### TASKS
#1 Answer these questions using the abstract on bevacizumab biosimilar adoption:
(a) In which country is the tertiary public hospital located?
(b) What is the name of the bevacizumab biosimilar?
(c) Which technique was used to explore uncertainty?
#2 Write the next part of the abstract on bevacizumab biosimilar adoption, starting after its last sentence.

The increasing use of high-cost oncology therapies poses significant challenges for healthcare systems, particularly in low- and middle-income countries. The introduction of biosimilars offers a potential strategy to optimize pharmaceutical expenditure while maintaining clinical outcomes. However, real-world economic evidence from Latin American public healthcare settings remains limited.

Objective

To evaluate the economic impact of bevacizumab biosimilar adoption in a tertiary public hospital in Ecuador through a cost-minimization analysis and a budget impact analysis based on real-world institutional data.

Methods

A retrospective observational economic evaluation was conducted using institutional pharmacy data available from January 2019 to June 2, 2026. The database was extracted on June 2, 2026; therefore, data for 2026 represent year-to-date observations. A cost-minimization analysis (CMA) was performed under the assumption of clinical equivalence between originator bevacizumab and its biosimilar (MB02), focusing on direct drug acquisition costs. A budget impact assessment was conducted using an originator-only counterfactual scenario, comparing observed biosimilar expenditure with the hypothetical expenditure that would have occurred if the same number and presentation mix of biosimilar vials had been acquired at originator prices. Cost estimates included real expenditure, hypothetical originator costs, and mean acquisition cost per vial. Uncertainty was explored using bootstrap resampling techniques.

[Dataset entries]
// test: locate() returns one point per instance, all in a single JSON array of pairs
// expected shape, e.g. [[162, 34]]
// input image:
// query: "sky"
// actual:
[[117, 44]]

### RESPONSES BY TASK
#1
(a) Ecuador
(b) MB02
(c) Bootstrap resampling

#2
Results

A total of 6,431 bevacizumab vials were dispensed during the study period, 91.9% of which corresponded to the biosimilar. Biosimilar acquisition costs were substantially lower than those of the originator product across both vial presentations. Under the originator-only counterfactual scenario, hypothetical expenditure was estimated at USD 5,462,097.60 compared with observed biosimilar expenditure of USD 1,963,376.00, resulting in estimated cost avoidance of USD 3,498,721.60 (64.1%). These findings demonstrate substantial cost avoidance and pharmaceutical expenditure containment associated with biosimilar adoption.

Conclusion

The incorporation of a bevacizumab biosimilar in a tertiary public hospital in Ecuador was associated with substantial cost avoidance under an originator-only counterfactual scenario. These findings support the role of biosimilars as a strategy to improve efficiency and contribute to expenditure containment in in oncology pharmaceutical spending within resource-constrained healthcare settings.